-- start --

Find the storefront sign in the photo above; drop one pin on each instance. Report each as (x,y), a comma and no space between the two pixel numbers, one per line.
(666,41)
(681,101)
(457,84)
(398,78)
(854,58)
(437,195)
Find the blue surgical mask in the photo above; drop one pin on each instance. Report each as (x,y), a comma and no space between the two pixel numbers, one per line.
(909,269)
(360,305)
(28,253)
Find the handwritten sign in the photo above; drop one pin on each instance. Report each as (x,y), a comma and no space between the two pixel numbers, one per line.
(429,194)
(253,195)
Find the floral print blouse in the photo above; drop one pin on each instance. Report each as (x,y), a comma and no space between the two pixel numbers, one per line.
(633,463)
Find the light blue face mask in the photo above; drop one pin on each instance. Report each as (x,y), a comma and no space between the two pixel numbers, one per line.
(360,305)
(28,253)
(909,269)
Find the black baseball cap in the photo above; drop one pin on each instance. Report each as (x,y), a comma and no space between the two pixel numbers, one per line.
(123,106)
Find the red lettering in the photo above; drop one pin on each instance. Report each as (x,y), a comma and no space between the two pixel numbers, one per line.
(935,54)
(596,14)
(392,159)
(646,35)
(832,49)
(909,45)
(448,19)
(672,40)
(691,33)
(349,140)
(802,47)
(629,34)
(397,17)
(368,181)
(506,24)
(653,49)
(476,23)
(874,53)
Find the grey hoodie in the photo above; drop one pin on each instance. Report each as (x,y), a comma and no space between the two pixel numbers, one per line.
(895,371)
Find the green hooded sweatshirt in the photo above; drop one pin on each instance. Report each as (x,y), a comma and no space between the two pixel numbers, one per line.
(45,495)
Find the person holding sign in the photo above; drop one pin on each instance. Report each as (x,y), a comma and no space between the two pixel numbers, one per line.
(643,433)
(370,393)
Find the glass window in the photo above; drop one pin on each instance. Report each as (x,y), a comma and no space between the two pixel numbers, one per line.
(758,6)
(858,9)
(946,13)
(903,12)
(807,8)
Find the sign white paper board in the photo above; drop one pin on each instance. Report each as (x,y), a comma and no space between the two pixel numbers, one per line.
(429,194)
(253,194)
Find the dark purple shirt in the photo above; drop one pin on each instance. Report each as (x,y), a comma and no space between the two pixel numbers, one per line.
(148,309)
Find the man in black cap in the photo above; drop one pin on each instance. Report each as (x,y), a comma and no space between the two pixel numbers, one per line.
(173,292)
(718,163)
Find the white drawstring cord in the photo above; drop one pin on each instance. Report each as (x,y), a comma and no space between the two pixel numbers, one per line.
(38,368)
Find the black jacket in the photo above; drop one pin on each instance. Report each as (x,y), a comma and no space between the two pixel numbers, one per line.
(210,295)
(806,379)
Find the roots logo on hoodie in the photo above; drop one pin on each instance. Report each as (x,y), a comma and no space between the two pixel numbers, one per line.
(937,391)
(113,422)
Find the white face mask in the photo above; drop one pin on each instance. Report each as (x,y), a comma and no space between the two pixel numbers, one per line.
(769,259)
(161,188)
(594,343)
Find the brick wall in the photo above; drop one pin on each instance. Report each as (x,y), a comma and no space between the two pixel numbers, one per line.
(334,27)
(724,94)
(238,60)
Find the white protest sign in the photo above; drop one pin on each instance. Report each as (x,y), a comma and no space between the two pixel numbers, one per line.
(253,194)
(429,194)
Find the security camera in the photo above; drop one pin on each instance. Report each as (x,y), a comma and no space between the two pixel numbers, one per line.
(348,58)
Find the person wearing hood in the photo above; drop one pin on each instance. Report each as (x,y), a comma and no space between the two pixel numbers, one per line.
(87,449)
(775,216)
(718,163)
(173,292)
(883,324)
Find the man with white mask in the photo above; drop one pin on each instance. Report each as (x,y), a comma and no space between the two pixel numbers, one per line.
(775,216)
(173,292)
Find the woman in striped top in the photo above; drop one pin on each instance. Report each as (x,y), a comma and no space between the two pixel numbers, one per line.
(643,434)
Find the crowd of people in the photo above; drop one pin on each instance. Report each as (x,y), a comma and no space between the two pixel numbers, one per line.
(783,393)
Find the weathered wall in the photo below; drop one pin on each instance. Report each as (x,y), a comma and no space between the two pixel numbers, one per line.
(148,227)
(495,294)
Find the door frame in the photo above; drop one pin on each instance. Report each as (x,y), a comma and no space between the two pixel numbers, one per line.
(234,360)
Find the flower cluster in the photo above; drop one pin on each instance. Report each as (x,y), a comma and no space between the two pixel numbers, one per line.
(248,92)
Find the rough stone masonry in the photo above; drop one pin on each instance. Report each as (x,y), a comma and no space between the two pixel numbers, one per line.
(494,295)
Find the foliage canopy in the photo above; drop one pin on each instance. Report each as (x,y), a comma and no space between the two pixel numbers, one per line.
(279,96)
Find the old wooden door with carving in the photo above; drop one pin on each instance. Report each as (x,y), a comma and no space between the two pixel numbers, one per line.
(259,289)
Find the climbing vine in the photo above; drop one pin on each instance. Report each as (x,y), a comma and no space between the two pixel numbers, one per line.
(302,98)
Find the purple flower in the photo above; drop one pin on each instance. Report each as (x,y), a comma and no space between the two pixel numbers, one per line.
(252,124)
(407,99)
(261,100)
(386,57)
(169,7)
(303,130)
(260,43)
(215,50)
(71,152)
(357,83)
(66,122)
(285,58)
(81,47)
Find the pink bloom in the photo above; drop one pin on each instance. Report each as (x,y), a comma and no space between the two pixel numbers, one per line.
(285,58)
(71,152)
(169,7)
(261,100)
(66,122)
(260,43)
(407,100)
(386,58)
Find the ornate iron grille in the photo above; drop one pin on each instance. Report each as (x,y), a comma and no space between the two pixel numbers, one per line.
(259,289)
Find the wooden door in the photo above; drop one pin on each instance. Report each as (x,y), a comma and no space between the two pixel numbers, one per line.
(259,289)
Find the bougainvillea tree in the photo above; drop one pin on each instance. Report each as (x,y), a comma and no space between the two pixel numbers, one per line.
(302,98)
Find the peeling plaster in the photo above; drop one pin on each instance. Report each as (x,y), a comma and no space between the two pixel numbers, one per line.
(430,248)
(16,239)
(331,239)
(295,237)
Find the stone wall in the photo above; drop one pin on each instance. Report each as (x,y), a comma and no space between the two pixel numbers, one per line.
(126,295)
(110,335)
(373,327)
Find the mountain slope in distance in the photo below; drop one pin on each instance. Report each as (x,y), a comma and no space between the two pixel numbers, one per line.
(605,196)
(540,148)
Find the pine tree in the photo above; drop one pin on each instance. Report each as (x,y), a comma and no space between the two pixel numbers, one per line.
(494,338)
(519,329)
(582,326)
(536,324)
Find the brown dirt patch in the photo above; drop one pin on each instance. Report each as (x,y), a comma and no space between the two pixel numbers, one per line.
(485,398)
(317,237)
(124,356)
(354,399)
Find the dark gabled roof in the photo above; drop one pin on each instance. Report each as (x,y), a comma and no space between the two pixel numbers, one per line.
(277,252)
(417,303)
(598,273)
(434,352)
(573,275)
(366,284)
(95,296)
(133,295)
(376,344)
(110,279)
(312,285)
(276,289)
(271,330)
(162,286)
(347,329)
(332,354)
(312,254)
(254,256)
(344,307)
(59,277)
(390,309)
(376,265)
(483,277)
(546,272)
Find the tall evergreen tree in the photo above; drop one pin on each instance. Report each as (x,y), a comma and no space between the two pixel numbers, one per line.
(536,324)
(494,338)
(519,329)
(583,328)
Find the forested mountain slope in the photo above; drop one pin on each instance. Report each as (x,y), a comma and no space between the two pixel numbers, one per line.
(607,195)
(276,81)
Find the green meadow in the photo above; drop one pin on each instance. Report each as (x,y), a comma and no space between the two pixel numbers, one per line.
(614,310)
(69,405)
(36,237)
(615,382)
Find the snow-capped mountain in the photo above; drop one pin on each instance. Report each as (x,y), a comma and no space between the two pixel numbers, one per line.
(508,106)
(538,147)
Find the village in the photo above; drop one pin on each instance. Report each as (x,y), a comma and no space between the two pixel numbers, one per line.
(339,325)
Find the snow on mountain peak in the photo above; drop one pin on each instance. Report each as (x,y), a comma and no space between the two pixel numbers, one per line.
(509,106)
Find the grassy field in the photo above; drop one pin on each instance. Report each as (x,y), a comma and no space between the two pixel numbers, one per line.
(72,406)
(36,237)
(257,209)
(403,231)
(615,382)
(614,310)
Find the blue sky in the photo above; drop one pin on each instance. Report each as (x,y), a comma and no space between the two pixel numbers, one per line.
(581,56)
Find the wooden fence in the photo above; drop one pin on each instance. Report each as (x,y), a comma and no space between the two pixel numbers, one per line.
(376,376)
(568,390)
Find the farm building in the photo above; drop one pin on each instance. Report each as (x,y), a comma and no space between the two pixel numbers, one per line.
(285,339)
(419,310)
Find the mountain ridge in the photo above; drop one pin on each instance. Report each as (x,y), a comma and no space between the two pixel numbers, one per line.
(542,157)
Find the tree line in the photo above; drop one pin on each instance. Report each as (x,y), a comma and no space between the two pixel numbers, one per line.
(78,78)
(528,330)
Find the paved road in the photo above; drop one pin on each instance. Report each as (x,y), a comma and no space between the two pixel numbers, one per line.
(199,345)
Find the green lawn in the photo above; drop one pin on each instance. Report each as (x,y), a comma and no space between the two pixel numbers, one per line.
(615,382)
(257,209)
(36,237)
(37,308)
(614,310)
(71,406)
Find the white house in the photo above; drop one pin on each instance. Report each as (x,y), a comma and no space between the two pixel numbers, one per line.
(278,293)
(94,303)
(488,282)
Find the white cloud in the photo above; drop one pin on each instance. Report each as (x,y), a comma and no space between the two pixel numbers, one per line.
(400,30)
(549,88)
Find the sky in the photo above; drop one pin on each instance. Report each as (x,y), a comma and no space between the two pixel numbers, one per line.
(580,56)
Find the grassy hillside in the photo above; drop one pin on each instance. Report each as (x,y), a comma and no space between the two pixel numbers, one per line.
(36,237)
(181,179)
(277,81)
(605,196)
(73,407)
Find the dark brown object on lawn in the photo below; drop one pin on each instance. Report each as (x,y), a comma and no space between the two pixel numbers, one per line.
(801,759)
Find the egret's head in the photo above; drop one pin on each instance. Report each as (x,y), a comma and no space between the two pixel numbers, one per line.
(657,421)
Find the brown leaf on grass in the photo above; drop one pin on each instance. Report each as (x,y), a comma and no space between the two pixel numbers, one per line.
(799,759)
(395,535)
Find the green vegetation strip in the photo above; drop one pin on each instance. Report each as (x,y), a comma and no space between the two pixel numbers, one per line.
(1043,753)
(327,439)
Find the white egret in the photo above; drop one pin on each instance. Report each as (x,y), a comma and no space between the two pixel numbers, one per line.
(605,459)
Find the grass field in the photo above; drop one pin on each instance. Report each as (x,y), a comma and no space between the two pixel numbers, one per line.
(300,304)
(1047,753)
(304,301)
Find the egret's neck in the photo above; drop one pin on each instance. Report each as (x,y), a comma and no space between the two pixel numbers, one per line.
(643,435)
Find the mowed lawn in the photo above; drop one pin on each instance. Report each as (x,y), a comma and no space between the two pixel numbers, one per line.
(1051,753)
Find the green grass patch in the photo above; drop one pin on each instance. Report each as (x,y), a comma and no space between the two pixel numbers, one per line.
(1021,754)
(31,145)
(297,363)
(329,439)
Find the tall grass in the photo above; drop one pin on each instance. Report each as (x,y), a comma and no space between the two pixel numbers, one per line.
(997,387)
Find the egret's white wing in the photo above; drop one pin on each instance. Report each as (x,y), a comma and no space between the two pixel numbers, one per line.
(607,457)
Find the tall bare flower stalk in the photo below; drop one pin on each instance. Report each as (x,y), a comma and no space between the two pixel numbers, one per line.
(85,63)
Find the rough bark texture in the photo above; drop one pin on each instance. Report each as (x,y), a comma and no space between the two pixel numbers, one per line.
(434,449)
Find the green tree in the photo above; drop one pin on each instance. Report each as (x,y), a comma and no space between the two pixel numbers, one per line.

-- end --

SHORT PROBLEM: Every line from the one containing "Find the tall grass" through the end of the entries above must be echoed exactly, with both ends kept.

RESPONSE:
Find the tall grass in the photo above; drop one pin on each instance. Report each as (x,y), a comma and no space between the two pixel numbers, one per line.
(997,387)
Find the egret's white wing in the photo above; drop one pin on each instance. Report each as (x,y), a comma and no space between the two pixel numbers, one per line.
(607,457)
Find the tall bare flower stalk in the photo below; drop one pin on each instance. Report each as (x,y), a comma and no space between the two pixel numbers, one per line.
(85,63)
Find the rough bark texture in the photo above; drop one pin on each instance. Report each as (x,y), a comma and no space between the two pixel numbers, one per line.
(434,449)
Find the green tree in the photo above; drop one pin on each instance. Report each as (x,y), a comma and no space between the two pixel numbers, one per line.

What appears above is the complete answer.